Directions
The line bearing "Target: mist over trees", together with all lines after it to the end of the material, should be repeated exactly; leave out everything else.

Entries supplied
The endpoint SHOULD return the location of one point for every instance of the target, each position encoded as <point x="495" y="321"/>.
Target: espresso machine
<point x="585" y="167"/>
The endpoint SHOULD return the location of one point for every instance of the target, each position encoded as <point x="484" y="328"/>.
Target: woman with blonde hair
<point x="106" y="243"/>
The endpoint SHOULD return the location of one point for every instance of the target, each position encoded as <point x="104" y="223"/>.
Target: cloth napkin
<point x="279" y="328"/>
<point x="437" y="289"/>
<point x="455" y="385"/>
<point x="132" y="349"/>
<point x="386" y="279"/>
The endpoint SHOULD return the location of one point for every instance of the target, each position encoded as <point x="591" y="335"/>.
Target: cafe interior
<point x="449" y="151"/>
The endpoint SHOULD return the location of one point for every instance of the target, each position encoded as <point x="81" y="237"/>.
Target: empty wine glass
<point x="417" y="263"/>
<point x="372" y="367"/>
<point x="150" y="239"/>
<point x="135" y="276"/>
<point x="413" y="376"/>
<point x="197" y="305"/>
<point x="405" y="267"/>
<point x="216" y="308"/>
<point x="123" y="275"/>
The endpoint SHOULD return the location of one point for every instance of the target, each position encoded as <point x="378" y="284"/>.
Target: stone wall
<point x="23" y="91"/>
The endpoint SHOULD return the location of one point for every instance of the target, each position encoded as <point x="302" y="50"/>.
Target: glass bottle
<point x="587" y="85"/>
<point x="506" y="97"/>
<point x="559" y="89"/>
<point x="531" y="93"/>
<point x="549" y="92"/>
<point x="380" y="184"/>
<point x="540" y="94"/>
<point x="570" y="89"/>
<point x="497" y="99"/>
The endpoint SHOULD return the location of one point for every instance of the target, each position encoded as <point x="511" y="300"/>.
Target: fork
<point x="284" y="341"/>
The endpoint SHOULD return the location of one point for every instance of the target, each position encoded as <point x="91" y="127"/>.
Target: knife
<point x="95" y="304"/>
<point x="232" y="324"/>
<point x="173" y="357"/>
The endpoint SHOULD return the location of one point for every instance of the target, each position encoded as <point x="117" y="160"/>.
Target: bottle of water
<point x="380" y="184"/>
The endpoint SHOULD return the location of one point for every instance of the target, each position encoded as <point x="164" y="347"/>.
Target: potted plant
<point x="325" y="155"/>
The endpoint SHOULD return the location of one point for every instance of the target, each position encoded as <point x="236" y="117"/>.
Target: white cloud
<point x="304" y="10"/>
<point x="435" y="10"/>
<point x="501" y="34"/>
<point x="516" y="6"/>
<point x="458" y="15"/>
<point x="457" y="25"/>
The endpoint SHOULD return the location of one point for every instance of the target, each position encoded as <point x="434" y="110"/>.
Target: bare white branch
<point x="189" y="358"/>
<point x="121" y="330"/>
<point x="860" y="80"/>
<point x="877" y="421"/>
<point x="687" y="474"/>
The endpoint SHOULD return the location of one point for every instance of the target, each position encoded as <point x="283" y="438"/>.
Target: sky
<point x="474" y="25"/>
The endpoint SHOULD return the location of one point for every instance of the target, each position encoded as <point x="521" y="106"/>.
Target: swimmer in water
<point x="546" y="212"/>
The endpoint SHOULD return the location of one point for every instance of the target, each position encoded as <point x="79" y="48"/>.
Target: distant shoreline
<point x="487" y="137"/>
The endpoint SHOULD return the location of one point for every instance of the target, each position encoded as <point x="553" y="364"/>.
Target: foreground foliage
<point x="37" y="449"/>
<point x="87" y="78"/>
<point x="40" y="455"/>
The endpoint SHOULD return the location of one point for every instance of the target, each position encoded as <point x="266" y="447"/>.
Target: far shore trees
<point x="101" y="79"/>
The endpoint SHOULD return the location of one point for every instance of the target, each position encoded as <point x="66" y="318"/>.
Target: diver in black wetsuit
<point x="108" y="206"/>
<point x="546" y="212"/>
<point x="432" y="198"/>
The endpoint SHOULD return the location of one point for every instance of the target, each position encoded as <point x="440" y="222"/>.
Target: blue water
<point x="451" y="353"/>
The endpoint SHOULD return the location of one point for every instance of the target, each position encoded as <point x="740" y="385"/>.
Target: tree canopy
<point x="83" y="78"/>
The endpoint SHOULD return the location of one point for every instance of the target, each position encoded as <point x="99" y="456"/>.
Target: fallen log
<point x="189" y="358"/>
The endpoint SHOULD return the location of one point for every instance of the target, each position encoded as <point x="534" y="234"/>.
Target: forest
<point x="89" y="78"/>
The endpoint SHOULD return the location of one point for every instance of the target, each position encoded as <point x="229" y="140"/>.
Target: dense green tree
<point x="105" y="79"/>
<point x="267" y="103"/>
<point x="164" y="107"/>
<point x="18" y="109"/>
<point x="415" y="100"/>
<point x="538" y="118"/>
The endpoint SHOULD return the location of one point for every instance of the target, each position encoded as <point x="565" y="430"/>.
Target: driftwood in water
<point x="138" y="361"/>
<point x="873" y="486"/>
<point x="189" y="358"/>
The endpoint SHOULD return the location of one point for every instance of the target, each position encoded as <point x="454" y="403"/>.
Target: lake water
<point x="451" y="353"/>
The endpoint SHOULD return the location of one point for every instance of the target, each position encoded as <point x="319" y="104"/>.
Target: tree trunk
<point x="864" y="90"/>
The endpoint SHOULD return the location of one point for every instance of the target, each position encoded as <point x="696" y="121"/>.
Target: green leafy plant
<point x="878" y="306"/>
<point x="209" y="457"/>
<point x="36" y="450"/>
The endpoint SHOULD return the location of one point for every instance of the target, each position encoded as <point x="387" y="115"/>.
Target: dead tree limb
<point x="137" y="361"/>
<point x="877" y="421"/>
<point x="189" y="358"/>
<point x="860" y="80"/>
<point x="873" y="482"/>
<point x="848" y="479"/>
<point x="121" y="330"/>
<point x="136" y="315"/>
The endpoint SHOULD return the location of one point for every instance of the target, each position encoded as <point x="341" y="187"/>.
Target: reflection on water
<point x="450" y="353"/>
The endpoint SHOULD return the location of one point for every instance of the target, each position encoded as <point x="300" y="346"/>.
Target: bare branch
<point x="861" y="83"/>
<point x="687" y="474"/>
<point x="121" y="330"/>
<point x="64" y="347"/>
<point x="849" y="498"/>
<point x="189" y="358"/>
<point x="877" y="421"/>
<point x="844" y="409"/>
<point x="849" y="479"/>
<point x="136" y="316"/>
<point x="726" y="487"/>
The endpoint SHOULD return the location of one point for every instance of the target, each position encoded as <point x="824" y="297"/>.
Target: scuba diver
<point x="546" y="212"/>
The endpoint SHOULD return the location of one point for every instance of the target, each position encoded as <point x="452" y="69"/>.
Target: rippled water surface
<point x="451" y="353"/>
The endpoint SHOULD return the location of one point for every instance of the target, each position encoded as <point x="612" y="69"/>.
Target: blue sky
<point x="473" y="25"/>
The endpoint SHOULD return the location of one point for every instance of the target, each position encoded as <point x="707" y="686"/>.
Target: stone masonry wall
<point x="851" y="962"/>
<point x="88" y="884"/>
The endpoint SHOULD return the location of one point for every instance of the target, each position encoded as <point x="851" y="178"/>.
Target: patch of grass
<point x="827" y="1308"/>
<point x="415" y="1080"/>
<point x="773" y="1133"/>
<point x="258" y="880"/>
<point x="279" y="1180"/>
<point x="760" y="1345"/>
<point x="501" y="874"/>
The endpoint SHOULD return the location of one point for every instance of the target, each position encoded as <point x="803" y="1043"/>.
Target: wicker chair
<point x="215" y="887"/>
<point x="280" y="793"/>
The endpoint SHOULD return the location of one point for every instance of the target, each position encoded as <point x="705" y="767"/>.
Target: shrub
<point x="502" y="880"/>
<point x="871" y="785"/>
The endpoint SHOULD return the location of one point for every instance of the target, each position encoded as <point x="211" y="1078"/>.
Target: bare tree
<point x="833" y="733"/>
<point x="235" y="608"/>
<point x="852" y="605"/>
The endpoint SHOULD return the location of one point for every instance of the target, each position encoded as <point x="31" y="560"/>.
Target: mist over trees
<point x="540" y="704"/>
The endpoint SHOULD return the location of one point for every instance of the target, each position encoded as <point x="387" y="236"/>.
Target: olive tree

Answer to this problem
Target: mist over trees
<point x="540" y="704"/>
The endpoint SHOULD return the location of one point for every instance of the target, each position encoded as <point x="387" y="236"/>.
Target: olive tree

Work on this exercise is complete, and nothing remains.